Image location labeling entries
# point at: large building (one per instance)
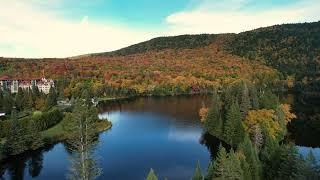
(13, 85)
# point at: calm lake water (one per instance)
(160, 133)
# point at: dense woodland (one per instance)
(252, 124)
(241, 71)
(293, 49)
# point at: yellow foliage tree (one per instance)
(264, 118)
(203, 113)
(286, 108)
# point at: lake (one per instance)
(160, 133)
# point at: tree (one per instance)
(52, 98)
(220, 166)
(213, 123)
(251, 154)
(233, 129)
(34, 138)
(197, 173)
(84, 165)
(151, 175)
(245, 104)
(35, 164)
(210, 172)
(16, 141)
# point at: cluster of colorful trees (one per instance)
(292, 49)
(251, 120)
(28, 113)
(27, 100)
(170, 70)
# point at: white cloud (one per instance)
(232, 16)
(29, 31)
(36, 28)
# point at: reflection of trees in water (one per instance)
(212, 143)
(83, 162)
(180, 107)
(16, 165)
(306, 128)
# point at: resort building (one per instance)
(13, 85)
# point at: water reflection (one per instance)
(15, 167)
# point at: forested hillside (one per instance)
(169, 71)
(187, 64)
(293, 49)
(160, 43)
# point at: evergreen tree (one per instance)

- _What to work on_
Copy out every one of the image location labeling entries above word for word, leaving the pictures out.

- _Answer to the exercise_
# point at: large building (one per instance)
(13, 85)
# point at: calm lake water (one per instance)
(160, 133)
# point at: dense woodland (one per instance)
(252, 124)
(241, 71)
(293, 49)
# point at: yellow foliage tree (one per instance)
(264, 118)
(203, 113)
(286, 108)
# point at: lake (one per instance)
(160, 133)
# point at: tree (one per instance)
(52, 98)
(220, 166)
(213, 123)
(251, 154)
(233, 129)
(34, 138)
(197, 173)
(84, 165)
(151, 175)
(245, 104)
(35, 164)
(210, 172)
(16, 141)
# point at: cluster of colorful trees (one per instance)
(292, 49)
(251, 120)
(28, 113)
(27, 100)
(170, 70)
# point at: white cloud (one per instance)
(232, 16)
(29, 31)
(36, 28)
# point at: reflection of trees in water (one per instance)
(212, 143)
(83, 162)
(180, 107)
(16, 165)
(306, 128)
# point at: resort building (one per instance)
(13, 85)
# point at: water reflection (one per instance)
(15, 167)
# point at: forested hillside (one per instance)
(169, 71)
(187, 64)
(293, 49)
(160, 43)
# point at: evergreen tree (one per instance)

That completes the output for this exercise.